GIVEN INFORMATION:
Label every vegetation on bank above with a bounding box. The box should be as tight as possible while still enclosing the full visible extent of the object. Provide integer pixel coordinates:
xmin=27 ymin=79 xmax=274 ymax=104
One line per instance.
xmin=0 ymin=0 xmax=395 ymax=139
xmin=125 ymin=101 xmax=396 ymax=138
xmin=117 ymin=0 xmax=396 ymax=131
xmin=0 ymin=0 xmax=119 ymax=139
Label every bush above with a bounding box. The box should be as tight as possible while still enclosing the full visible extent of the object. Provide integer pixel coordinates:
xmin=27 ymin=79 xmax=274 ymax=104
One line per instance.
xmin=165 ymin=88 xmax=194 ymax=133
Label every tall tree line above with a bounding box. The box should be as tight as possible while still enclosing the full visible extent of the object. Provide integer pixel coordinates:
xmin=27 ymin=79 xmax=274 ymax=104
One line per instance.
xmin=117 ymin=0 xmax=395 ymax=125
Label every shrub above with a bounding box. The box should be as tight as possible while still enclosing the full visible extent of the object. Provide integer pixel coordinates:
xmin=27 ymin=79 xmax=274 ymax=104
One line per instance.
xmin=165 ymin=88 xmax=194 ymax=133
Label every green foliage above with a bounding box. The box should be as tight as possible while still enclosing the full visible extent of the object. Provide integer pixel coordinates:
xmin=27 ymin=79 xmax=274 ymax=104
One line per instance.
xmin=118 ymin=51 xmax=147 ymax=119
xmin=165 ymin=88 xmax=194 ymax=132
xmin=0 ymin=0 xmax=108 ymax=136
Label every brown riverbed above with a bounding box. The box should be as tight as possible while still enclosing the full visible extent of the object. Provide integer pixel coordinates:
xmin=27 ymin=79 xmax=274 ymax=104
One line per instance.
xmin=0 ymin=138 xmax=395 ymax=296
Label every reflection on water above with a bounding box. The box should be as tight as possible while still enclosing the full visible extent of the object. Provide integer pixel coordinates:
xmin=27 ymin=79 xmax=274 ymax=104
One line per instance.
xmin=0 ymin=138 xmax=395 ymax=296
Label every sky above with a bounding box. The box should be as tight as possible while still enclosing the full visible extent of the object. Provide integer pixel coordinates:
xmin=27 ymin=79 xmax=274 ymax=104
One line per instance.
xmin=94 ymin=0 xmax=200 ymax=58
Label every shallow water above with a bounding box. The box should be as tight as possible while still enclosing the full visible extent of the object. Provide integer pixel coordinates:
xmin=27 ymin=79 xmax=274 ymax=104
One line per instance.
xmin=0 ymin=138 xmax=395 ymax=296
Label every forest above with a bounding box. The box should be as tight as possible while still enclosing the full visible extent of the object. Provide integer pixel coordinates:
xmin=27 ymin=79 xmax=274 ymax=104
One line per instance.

YOUR TASK:
Pull every line containing "water" from the data.

RESULT:
Label every reflection on water above with a bounding box. The box should be as tight as possible while still enclosing the full visible extent of the object. Provide integer pixel coordinates:
Label every shallow water above with a bounding box. The box should be as tight as possible while still enclosing the full visible extent of the object. Provide integer pixel coordinates:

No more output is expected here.